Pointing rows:

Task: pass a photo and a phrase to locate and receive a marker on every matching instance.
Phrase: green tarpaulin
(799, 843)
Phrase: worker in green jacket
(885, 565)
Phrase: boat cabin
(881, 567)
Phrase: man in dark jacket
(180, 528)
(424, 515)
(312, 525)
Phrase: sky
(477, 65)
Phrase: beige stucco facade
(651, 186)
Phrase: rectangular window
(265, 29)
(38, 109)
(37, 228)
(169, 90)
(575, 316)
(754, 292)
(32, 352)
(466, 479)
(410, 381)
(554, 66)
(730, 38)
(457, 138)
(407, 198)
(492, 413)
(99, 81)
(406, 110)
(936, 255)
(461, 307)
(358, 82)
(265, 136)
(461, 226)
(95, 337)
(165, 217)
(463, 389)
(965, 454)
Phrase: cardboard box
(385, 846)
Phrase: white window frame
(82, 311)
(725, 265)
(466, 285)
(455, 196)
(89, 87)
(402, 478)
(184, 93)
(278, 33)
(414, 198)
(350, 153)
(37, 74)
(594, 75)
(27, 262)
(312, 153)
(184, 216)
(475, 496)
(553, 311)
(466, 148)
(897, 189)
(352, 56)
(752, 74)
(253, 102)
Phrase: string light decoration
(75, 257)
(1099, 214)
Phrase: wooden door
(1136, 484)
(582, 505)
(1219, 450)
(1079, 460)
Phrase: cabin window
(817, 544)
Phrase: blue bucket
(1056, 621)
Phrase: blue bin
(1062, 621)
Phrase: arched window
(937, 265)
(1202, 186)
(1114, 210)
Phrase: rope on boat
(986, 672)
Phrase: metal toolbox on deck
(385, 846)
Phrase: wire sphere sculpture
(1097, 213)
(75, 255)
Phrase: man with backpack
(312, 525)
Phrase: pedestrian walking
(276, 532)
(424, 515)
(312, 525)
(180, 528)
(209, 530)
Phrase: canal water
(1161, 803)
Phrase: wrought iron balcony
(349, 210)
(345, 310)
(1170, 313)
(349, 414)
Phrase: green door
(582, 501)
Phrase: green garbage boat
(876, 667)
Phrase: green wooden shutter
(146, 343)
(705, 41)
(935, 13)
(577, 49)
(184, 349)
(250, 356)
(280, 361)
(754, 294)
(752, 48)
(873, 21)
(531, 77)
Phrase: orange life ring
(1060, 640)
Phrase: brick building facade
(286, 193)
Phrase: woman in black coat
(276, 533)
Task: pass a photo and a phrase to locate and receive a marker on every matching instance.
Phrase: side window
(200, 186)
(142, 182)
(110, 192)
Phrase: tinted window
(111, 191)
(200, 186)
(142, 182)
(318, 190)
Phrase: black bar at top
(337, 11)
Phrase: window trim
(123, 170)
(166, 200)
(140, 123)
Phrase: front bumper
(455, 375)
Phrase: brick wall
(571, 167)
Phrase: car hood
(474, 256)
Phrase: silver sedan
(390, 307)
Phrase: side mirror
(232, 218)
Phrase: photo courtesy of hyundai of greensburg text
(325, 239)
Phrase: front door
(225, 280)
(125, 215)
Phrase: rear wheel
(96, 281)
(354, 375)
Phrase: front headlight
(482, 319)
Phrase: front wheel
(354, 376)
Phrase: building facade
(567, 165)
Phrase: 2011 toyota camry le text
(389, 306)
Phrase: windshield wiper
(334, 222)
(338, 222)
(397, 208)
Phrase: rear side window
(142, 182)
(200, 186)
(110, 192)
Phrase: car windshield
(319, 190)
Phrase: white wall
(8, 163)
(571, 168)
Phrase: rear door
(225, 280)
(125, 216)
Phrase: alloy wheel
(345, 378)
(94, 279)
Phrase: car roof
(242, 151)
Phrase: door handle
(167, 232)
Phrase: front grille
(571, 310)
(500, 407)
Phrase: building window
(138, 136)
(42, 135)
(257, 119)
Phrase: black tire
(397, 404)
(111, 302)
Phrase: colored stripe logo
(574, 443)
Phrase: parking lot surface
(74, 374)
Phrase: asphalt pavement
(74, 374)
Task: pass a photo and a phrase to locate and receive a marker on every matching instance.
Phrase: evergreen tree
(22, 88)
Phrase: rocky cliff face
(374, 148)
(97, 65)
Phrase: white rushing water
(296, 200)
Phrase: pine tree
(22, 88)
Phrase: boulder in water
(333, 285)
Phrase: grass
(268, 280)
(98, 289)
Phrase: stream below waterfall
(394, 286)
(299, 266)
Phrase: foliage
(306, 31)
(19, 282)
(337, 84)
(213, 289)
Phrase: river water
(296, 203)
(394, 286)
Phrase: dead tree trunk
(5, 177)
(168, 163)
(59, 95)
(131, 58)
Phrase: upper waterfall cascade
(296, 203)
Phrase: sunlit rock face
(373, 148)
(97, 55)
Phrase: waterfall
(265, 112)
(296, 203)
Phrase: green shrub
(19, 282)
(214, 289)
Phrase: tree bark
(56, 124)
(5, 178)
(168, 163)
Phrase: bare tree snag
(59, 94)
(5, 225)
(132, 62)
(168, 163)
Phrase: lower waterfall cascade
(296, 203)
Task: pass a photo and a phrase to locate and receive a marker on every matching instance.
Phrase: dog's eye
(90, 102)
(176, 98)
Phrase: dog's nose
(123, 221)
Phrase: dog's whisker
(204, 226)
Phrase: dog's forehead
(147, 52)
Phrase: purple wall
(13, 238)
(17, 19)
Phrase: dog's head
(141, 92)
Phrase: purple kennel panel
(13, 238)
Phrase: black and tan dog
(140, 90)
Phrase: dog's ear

> Problem description
Repeat all of the rows above word for word, keeping them in the same order.

> Correct answer
Task: pass a photo and a phrase to locate and receive a marker on every matching instance.
Phrase: green tarpaulin
(799, 843)
Phrase: worker in green jacket
(885, 565)
Phrase: boat cabin
(881, 567)
Phrase: man in dark jacket
(180, 528)
(424, 515)
(312, 525)
Phrase: sky
(477, 65)
Phrase: beige stucco facade
(651, 186)
Phrase: rectangular window
(265, 29)
(38, 109)
(37, 228)
(169, 90)
(575, 316)
(754, 292)
(32, 352)
(466, 479)
(410, 381)
(554, 66)
(730, 38)
(457, 138)
(407, 198)
(492, 413)
(99, 81)
(406, 110)
(936, 255)
(461, 307)
(358, 82)
(265, 136)
(461, 226)
(95, 337)
(165, 217)
(463, 389)
(965, 454)
Phrase: cardboard box
(385, 846)
Phrase: white window frame
(82, 311)
(725, 265)
(466, 285)
(455, 196)
(89, 87)
(402, 478)
(184, 93)
(278, 33)
(414, 198)
(350, 153)
(37, 74)
(594, 75)
(27, 262)
(312, 153)
(184, 216)
(475, 496)
(553, 311)
(466, 148)
(897, 189)
(352, 56)
(752, 74)
(253, 102)
Phrase: string light decoration
(75, 257)
(1099, 214)
Phrase: wooden door
(1136, 484)
(582, 505)
(1219, 450)
(1079, 460)
Phrase: cabin window
(817, 544)
Phrase: blue bucket
(1056, 621)
Phrase: blue bin
(1062, 621)
Phrase: arched window
(937, 265)
(1202, 186)
(1114, 210)
Phrase: rope on boat
(986, 672)
Phrase: metal toolbox on deck
(385, 846)
Phrase: wire sphere sculpture
(1097, 213)
(75, 255)
Phrase: man with backpack
(312, 525)
Phrase: pedestrian walking
(276, 532)
(424, 515)
(312, 525)
(180, 528)
(209, 530)
Phrase: canal water
(1161, 803)
Phrase: wrought iron balcony
(349, 210)
(345, 310)
(1170, 313)
(349, 414)
Phrase: green door
(582, 501)
Phrase: green garbage boat
(876, 667)
Phrase: green wooden shutter
(146, 343)
(705, 41)
(935, 13)
(577, 49)
(184, 349)
(250, 356)
(280, 361)
(754, 294)
(752, 48)
(873, 21)
(531, 77)
Phrase: orange life ring
(1060, 640)
Phrase: brick building facade
(286, 193)
Phrase: woman in black coat
(276, 533)
Task: pass a photo and a phrase to locate and receive a marker on every matching instance.
Phrase: side window
(200, 186)
(142, 182)
(110, 192)
Phrase: tinted window
(111, 191)
(200, 186)
(142, 182)
(318, 190)
Phrase: black bar at top
(337, 11)
Phrase: window trim
(123, 170)
(166, 200)
(140, 123)
Phrase: front bumper
(455, 375)
Phrase: brick wall
(571, 167)
Phrase: car hood
(474, 256)
Phrase: silver sedan
(390, 307)
Phrase: side mirror
(232, 218)
Phrase: photo courtesy of hyundai of greensburg text
(325, 239)
Phrase: front door
(225, 280)
(125, 215)
Phrase: rear wheel
(96, 281)
(354, 375)
Phrase: front headlight
(482, 319)
Phrase: front wheel
(354, 376)
Phrase: building facade
(567, 165)
Phrase: 2011 toyota camry le text
(389, 306)
Phrase: windshield wiper
(334, 222)
(338, 222)
(397, 208)
Phrase: rear side window
(142, 182)
(200, 186)
(110, 192)
Phrase: car windshield
(319, 190)
Phrase: white wall
(8, 163)
(571, 168)
Phrase: rear door
(225, 280)
(125, 216)
Phrase: alloy wheel
(345, 378)
(94, 279)
Phrase: car roof
(242, 151)
Phrase: door handle
(167, 232)
Phrase: front grille
(571, 310)
(500, 407)
Phrase: building window
(138, 136)
(42, 135)
(257, 119)
Phrase: black tire
(397, 404)
(111, 302)
Phrase: colored stripe logo
(574, 443)
Phrase: parking lot surface
(74, 374)
Phrase: asphalt pavement
(74, 374)
Task: pass a photo and a phrase to locate and receive a marker on every matching instance.
Phrase: evergreen tree
(22, 88)
Phrase: rocky cliff face
(374, 148)
(97, 65)
Phrase: white rushing water
(296, 200)
Phrase: pine tree
(22, 88)
Phrase: boulder in water
(333, 285)
Phrase: grass
(268, 280)
(98, 289)
Phrase: stream below waterfall
(394, 286)
(299, 266)
Phrase: foliage
(306, 31)
(19, 282)
(337, 84)
(213, 289)
Phrase: river water
(296, 203)
(394, 286)
Phrase: dead tree trunk
(5, 177)
(168, 163)
(59, 95)
(131, 58)
Phrase: upper waterfall cascade
(296, 203)
Phrase: sunlit rock face
(373, 148)
(97, 55)
Phrase: waterfall
(265, 112)
(296, 203)
Phrase: green shrub
(19, 282)
(214, 289)
Phrase: tree bark
(56, 124)
(5, 178)
(168, 163)
Phrase: bare tree snag
(59, 94)
(5, 225)
(132, 62)
(168, 163)
Phrase: lower waterfall cascade
(296, 203)
Task: pass a photo and a phrase to locate and receive a marker on every matching instance.
Phrase: dog's eye
(90, 102)
(176, 98)
Phrase: dog's nose
(123, 221)
Phrase: dog's whisker
(204, 226)
Phrase: dog's forehead
(147, 52)
Phrase: purple wall
(13, 238)
(17, 19)
Phrase: dog's head
(141, 92)
Phrase: purple kennel panel
(13, 238)
Phrase: black and tan dog
(140, 90)
Phrase: dog's ear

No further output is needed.